[Dataset entries]
--------

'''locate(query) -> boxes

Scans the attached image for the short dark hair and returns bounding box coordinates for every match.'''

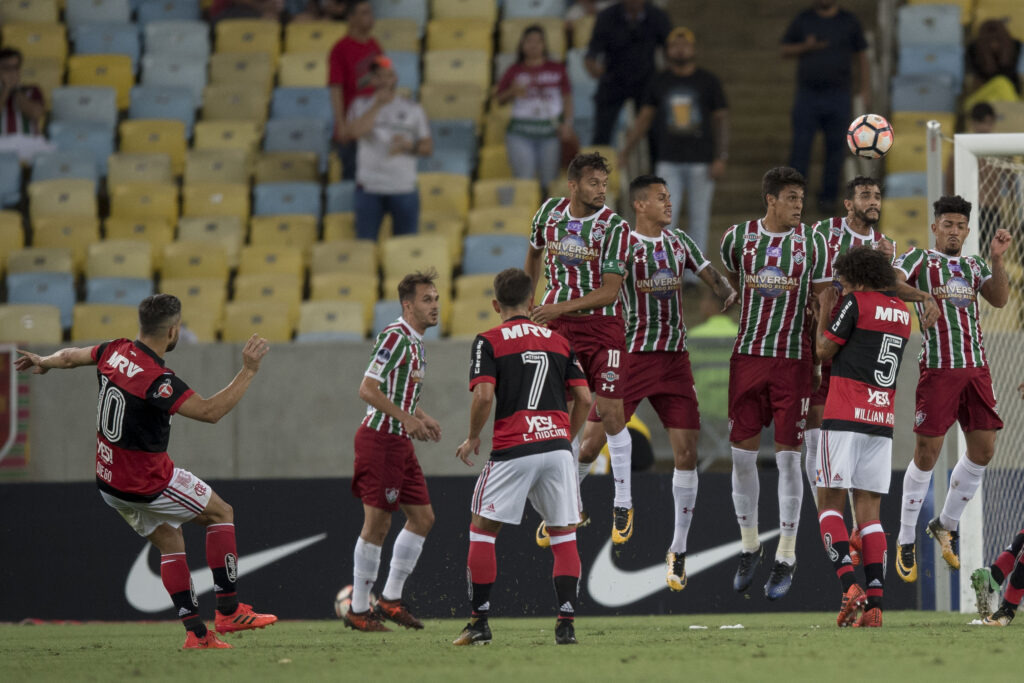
[969,102,996,122]
[933,195,972,220]
[629,174,668,204]
[833,246,897,290]
[139,294,182,335]
[762,166,805,205]
[493,268,533,309]
[397,268,439,302]
[516,24,548,64]
[567,152,611,183]
[0,47,23,65]
[845,175,882,200]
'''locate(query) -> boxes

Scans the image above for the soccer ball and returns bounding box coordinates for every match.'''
[847,114,894,159]
[334,584,377,618]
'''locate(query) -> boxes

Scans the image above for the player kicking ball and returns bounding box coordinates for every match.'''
[454,269,591,646]
[813,247,911,628]
[15,294,276,649]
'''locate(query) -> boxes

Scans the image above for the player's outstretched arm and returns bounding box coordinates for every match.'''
[176,334,268,424]
[532,273,624,324]
[15,346,96,374]
[981,229,1012,308]
[697,265,738,311]
[456,383,495,467]
[568,384,592,441]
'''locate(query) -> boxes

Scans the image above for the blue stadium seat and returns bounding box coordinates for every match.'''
[65,0,132,29]
[0,153,21,206]
[263,119,331,172]
[897,4,962,47]
[270,87,333,129]
[885,172,928,199]
[325,181,356,214]
[253,182,322,217]
[140,53,207,105]
[48,121,116,176]
[136,0,201,27]
[461,235,528,275]
[86,276,155,305]
[50,86,118,127]
[31,151,99,189]
[373,299,440,339]
[418,150,473,175]
[898,45,964,92]
[389,50,421,96]
[503,0,566,18]
[429,119,476,157]
[130,85,197,137]
[6,272,76,328]
[890,73,956,112]
[371,0,428,32]
[143,20,211,60]
[72,23,141,73]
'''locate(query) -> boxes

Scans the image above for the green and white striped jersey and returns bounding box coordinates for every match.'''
[361,317,425,437]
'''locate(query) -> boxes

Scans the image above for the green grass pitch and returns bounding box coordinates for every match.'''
[1,612,1017,682]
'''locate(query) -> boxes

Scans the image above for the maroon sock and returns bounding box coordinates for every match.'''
[161,553,206,636]
[206,523,239,615]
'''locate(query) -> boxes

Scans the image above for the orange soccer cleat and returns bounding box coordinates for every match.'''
[837,584,867,627]
[848,528,862,567]
[215,603,278,634]
[854,607,883,628]
[183,630,233,649]
[343,608,392,632]
[375,598,424,629]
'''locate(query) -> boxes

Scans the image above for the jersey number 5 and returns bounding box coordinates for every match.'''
[96,375,127,442]
[874,334,903,388]
[521,352,550,411]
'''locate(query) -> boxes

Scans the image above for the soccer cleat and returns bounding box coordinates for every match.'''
[854,607,883,628]
[612,507,634,545]
[895,542,918,583]
[554,618,577,645]
[375,598,424,630]
[849,528,862,567]
[452,618,492,645]
[214,603,278,634]
[343,608,391,632]
[733,544,764,592]
[183,630,233,649]
[764,561,797,600]
[971,567,999,618]
[666,551,687,592]
[926,518,960,570]
[836,584,867,627]
[537,511,589,549]
[983,605,1015,627]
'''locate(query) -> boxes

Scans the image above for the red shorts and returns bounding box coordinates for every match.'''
[587,351,699,429]
[352,425,431,511]
[728,353,812,447]
[914,365,1004,436]
[548,313,627,399]
[810,360,832,407]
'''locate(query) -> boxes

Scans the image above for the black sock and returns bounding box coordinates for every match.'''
[553,575,578,621]
[211,567,239,615]
[839,570,857,593]
[471,583,492,619]
[865,560,884,611]
[170,589,207,636]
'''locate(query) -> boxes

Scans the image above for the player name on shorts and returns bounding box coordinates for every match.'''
[852,407,895,426]
[501,322,552,340]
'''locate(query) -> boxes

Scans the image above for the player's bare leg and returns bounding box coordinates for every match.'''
[376,504,433,629]
[666,428,698,591]
[765,440,803,599]
[897,433,944,581]
[730,435,763,592]
[346,505,394,632]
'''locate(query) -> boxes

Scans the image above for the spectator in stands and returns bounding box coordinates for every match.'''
[965,19,1022,104]
[781,0,869,215]
[618,27,728,260]
[0,48,45,138]
[495,25,574,190]
[209,0,284,21]
[329,0,383,181]
[565,0,613,34]
[585,0,671,145]
[348,58,432,242]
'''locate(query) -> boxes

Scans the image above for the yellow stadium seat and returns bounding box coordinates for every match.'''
[215,18,281,62]
[86,239,152,279]
[277,52,327,87]
[992,101,1024,133]
[209,51,275,94]
[423,49,491,88]
[382,274,453,332]
[418,172,470,217]
[578,144,620,186]
[103,217,173,269]
[477,144,512,179]
[311,239,377,276]
[202,84,270,124]
[0,210,25,277]
[482,105,511,145]
[500,17,566,59]
[0,304,62,344]
[467,206,534,236]
[21,56,63,105]
[193,120,263,155]
[296,300,367,340]
[887,112,955,174]
[426,18,493,52]
[881,197,930,249]
[0,0,58,23]
[254,151,319,183]
[449,295,501,338]
[572,13,595,48]
[184,149,251,185]
[67,54,133,109]
[7,246,72,274]
[161,241,229,280]
[28,178,97,220]
[455,272,497,299]
[381,234,451,282]
[31,215,100,274]
[250,213,317,251]
[160,276,227,328]
[419,82,486,124]
[309,272,377,329]
[118,119,187,175]
[110,182,179,223]
[233,272,301,324]
[222,300,293,343]
[182,183,251,219]
[417,211,464,262]
[107,153,173,186]
[2,22,67,64]
[473,178,541,209]
[284,20,347,55]
[322,212,355,241]
[238,244,303,277]
[71,303,138,342]
[431,0,496,20]
[177,215,246,268]
[179,307,220,342]
[372,18,420,52]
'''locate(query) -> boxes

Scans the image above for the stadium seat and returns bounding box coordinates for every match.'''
[31,215,100,274]
[209,51,275,93]
[467,206,534,236]
[222,300,293,343]
[85,239,153,279]
[107,153,174,186]
[67,54,134,110]
[143,20,210,61]
[0,153,19,206]
[284,20,347,55]
[389,49,421,95]
[429,119,477,157]
[482,106,511,145]
[118,119,187,175]
[28,179,98,220]
[897,4,962,46]
[454,272,497,299]
[0,0,58,23]
[881,197,929,249]
[2,22,68,64]
[426,18,493,52]
[202,84,270,124]
[136,0,201,26]
[182,182,250,219]
[418,172,470,217]
[6,248,75,327]
[311,239,377,276]
[140,53,207,105]
[277,52,327,88]
[31,150,99,188]
[477,144,512,179]
[270,87,334,129]
[160,276,227,326]
[325,180,356,214]
[71,303,138,342]
[72,23,140,73]
[461,234,528,275]
[129,86,196,138]
[162,241,229,280]
[993,101,1024,133]
[238,244,304,278]
[85,276,154,306]
[184,149,251,185]
[381,234,450,283]
[885,172,928,199]
[322,212,355,241]
[109,182,179,223]
[65,0,131,29]
[7,246,73,276]
[262,118,330,170]
[372,299,441,340]
[423,49,490,88]
[890,73,958,113]
[418,149,473,176]
[449,295,500,338]
[431,0,496,20]
[254,151,319,183]
[0,210,25,277]
[472,178,542,209]
[374,0,427,31]
[48,121,116,177]
[50,86,118,126]
[295,300,367,342]
[309,270,378,320]
[419,83,487,124]
[20,56,63,104]
[500,17,566,58]
[233,272,302,324]
[0,304,62,344]
[372,17,420,52]
[504,0,563,18]
[179,308,220,341]
[177,215,245,267]
[253,181,322,217]
[249,214,318,260]
[898,45,964,91]
[215,19,281,62]
[887,112,954,173]
[104,217,174,268]
[193,121,263,156]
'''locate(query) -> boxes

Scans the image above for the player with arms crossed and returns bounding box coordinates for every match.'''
[526,152,635,544]
[719,166,832,599]
[813,247,911,628]
[454,268,591,646]
[576,174,737,590]
[893,196,1012,582]
[15,294,275,649]
[344,270,443,632]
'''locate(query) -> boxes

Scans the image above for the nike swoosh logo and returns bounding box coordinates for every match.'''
[125,533,327,612]
[587,529,782,607]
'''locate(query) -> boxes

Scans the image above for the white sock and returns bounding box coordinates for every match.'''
[578,459,591,486]
[381,529,426,602]
[352,537,382,613]
[776,534,797,565]
[571,433,581,460]
[804,428,820,491]
[940,457,986,531]
[607,427,632,508]
[731,447,760,551]
[776,450,803,563]
[898,461,933,545]
[670,468,698,554]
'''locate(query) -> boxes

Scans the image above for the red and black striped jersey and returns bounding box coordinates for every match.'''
[91,339,194,500]
[823,291,911,437]
[469,316,587,460]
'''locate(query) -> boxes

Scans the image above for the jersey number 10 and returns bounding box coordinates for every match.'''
[96,375,127,442]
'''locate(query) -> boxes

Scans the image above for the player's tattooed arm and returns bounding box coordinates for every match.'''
[456,383,495,466]
[814,286,841,361]
[890,268,940,328]
[697,266,738,311]
[14,346,96,374]
[981,229,1012,308]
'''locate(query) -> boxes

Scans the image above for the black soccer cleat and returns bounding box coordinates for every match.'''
[554,618,577,645]
[764,560,797,600]
[452,618,492,646]
[733,544,764,592]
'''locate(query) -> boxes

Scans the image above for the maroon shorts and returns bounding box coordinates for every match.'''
[548,313,627,399]
[914,365,1004,436]
[587,351,699,429]
[352,425,431,511]
[728,353,812,447]
[810,360,832,408]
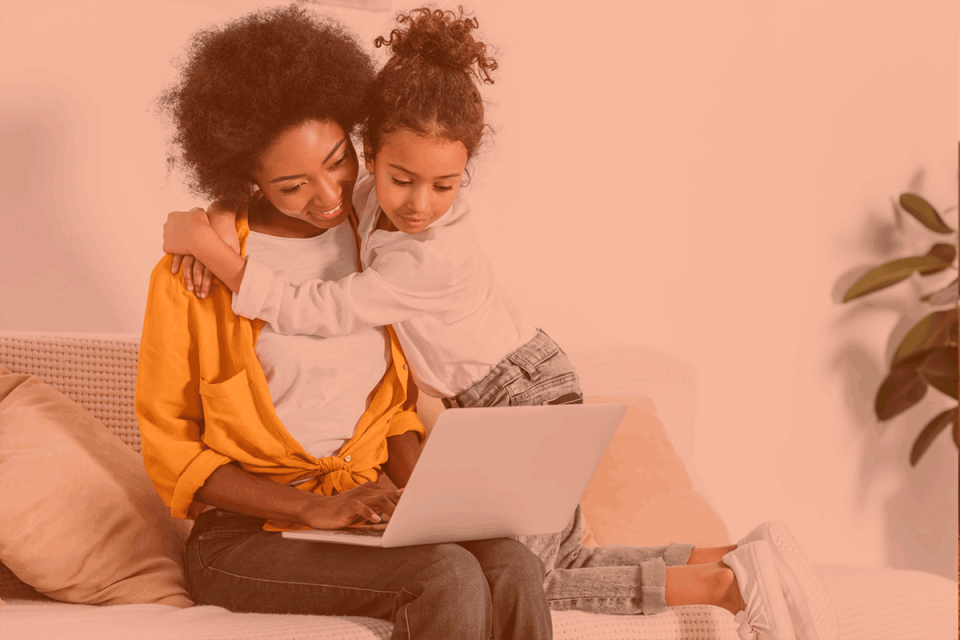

--------

§ **Problem to work on**:
Please leave out the pictures while you copy exactly the lines from the one containing "Scans the image above for the black soccer" through the end of the records.

§ **Task answer**:
Scans the image above for the black soccer cleat and returns bounding box coordinates for every match.'''
[554,618,577,645]
[764,560,797,600]
[452,618,492,646]
[733,544,764,592]
'''locate(query) -> boxes

Scans the image above for the maroon shorts and returns bounding box coordinates for every match.'''
[548,313,627,399]
[914,365,1004,436]
[587,351,699,429]
[352,425,431,511]
[728,353,812,447]
[810,360,832,408]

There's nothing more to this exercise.